## Instructions for the task
Starting at the top of the entries below, set down every line exactly, please, until you reach the line with "positive clicks: (65, 98) (65, 89)", which is included too.

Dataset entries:
──────────

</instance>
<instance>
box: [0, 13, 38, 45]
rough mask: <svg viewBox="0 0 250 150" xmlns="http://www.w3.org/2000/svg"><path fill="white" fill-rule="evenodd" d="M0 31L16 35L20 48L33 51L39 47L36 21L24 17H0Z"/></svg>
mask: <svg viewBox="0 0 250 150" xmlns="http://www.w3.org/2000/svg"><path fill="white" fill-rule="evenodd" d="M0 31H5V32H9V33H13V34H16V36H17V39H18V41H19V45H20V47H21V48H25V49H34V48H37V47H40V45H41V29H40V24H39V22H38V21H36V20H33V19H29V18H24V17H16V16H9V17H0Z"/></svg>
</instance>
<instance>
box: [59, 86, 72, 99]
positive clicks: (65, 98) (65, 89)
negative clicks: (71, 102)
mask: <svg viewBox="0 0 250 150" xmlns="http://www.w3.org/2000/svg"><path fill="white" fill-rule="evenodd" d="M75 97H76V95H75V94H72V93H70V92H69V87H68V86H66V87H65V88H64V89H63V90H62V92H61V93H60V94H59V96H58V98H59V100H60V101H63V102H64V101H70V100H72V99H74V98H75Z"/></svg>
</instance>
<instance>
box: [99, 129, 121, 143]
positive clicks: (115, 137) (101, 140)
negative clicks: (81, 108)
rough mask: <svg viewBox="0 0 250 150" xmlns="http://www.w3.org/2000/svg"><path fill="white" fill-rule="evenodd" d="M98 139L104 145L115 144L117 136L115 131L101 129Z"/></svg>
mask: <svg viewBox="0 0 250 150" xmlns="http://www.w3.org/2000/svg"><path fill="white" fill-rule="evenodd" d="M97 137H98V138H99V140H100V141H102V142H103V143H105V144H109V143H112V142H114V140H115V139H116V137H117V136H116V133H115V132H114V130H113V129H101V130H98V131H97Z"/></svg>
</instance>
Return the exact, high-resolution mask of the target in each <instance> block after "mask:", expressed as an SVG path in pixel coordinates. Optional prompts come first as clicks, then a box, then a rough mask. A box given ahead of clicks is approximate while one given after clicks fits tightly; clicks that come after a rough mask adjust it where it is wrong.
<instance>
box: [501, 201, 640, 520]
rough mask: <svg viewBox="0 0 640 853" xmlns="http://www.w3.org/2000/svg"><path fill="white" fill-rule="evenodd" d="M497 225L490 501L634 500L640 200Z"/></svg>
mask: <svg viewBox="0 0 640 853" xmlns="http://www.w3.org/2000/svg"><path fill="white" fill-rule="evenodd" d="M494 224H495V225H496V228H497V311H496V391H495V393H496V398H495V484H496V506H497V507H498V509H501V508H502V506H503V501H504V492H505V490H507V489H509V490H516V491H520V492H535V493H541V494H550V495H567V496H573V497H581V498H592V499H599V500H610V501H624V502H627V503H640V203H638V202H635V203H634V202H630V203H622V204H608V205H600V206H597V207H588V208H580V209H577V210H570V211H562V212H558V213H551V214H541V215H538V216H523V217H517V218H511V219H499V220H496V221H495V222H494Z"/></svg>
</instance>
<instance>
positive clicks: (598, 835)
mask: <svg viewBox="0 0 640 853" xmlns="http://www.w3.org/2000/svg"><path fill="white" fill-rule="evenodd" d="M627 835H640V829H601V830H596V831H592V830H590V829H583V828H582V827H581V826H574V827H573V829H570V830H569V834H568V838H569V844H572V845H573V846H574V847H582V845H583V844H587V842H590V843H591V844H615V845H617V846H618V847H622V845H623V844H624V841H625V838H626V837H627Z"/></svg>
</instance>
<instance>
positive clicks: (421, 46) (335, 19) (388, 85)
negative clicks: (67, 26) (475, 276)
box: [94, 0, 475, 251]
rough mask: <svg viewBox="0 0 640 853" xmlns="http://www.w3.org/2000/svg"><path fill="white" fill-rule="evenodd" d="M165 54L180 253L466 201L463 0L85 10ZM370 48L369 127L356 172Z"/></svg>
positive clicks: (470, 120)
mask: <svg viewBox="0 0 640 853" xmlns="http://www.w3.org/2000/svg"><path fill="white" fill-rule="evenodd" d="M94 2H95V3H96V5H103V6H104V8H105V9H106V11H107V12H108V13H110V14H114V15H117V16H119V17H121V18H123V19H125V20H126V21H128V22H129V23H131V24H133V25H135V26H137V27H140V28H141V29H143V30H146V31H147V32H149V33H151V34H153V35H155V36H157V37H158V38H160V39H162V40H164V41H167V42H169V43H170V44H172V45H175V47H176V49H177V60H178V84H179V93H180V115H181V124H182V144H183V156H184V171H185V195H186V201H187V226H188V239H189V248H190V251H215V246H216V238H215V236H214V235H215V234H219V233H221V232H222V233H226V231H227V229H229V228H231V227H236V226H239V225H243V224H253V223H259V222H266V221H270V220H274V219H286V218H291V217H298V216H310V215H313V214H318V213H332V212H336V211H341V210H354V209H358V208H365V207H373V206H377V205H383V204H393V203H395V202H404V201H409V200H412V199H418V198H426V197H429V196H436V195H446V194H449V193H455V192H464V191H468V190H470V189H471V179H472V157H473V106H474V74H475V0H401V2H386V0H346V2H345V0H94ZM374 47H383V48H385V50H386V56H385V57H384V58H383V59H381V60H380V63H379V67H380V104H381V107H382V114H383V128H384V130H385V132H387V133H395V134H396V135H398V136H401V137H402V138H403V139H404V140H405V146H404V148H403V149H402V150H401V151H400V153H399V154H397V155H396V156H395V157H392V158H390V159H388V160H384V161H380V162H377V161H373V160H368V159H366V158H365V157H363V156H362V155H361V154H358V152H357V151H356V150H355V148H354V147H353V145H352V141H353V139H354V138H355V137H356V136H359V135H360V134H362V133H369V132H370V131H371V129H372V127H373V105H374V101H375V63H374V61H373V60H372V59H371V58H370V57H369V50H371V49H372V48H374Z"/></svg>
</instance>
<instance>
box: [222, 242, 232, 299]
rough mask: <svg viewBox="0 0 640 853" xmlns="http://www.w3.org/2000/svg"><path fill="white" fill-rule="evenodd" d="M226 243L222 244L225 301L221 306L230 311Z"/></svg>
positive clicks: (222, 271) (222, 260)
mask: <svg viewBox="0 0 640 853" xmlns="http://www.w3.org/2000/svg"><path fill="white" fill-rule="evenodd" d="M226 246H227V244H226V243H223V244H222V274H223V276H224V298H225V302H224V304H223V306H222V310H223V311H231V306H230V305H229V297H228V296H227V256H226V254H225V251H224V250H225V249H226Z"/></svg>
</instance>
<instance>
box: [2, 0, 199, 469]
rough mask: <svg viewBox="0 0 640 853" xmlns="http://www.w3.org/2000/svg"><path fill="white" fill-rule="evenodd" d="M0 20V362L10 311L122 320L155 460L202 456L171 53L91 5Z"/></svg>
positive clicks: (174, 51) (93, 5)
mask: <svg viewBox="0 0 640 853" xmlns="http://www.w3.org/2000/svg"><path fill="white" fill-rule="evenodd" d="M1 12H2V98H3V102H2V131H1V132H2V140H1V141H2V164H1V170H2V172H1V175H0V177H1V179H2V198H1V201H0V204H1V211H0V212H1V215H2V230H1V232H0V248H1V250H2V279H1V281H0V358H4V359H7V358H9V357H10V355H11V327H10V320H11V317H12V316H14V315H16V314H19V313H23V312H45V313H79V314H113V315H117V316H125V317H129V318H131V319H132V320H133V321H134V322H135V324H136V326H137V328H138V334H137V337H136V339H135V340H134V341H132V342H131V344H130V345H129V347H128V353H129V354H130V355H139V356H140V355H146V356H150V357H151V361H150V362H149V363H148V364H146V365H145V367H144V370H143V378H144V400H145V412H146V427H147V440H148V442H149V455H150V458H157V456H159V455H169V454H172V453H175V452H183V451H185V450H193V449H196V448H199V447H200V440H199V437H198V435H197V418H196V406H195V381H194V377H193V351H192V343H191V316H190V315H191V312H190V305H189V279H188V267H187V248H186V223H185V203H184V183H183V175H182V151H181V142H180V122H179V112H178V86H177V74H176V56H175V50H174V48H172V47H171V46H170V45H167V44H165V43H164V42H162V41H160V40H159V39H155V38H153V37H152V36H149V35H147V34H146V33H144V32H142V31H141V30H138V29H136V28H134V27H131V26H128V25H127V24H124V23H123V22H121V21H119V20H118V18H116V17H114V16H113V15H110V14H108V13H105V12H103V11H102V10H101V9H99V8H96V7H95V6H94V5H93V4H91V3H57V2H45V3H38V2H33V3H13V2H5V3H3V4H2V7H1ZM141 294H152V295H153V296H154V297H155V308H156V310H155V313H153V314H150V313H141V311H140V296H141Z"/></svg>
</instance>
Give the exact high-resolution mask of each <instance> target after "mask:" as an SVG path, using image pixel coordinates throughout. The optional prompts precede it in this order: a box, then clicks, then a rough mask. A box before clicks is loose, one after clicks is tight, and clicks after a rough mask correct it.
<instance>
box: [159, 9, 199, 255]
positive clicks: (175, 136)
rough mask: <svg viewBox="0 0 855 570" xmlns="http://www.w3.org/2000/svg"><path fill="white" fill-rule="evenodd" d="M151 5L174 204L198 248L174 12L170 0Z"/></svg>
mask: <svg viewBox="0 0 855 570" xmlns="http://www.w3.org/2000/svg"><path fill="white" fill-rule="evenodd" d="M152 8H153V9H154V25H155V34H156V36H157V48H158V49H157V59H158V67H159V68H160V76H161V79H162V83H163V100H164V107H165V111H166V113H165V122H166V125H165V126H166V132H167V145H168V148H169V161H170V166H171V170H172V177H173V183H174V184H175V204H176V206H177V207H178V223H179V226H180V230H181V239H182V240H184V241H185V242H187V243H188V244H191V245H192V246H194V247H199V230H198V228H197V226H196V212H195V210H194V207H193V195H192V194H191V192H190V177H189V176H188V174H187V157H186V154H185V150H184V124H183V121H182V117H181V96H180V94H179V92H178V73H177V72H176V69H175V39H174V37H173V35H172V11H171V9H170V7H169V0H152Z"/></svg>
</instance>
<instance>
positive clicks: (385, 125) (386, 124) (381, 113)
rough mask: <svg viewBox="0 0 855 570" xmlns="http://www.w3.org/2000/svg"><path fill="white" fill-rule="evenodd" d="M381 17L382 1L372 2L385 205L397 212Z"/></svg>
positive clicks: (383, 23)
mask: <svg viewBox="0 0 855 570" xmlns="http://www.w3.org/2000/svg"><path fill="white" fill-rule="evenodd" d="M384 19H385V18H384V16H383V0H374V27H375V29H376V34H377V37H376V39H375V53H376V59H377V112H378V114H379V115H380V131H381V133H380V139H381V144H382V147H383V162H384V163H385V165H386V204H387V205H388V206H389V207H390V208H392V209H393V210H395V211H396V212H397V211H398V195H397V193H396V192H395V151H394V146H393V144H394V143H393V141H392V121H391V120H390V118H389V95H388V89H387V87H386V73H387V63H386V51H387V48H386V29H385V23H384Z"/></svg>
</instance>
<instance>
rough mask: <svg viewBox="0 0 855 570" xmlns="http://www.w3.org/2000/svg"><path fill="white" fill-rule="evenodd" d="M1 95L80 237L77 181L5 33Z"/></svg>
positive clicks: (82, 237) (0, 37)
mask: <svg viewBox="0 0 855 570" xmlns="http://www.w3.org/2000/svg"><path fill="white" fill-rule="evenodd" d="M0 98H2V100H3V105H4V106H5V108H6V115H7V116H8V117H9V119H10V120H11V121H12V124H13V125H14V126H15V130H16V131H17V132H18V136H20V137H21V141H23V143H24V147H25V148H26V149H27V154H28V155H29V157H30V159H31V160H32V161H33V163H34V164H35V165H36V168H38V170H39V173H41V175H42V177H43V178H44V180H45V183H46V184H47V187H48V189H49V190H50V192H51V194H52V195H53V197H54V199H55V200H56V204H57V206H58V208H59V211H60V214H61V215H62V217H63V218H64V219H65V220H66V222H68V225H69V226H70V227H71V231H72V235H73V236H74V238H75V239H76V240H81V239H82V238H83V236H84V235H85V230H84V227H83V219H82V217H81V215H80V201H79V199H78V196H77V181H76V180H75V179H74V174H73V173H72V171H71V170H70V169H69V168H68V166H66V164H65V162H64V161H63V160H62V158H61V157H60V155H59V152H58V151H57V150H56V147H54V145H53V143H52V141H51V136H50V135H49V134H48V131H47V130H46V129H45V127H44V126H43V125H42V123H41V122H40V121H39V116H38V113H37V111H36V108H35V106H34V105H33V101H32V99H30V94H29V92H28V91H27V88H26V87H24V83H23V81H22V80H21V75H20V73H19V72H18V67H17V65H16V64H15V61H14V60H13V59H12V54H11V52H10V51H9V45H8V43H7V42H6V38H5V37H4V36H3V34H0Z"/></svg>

──────────

## Task output
</instance>
<instance>
box: [0, 13, 38, 45]
rough mask: <svg viewBox="0 0 250 150" xmlns="http://www.w3.org/2000/svg"><path fill="white" fill-rule="evenodd" d="M0 31L16 35L20 48L33 51L39 47L36 21L24 17H0Z"/></svg>
mask: <svg viewBox="0 0 250 150" xmlns="http://www.w3.org/2000/svg"><path fill="white" fill-rule="evenodd" d="M0 31H5V32H9V33H13V34H16V36H17V39H18V41H19V45H20V47H21V48H25V49H34V48H37V47H40V45H41V29H40V24H39V22H38V21H36V20H33V19H29V18H24V17H16V16H9V17H0Z"/></svg>
</instance>
<instance>
box: [59, 86, 72, 99]
positive clicks: (65, 98) (65, 89)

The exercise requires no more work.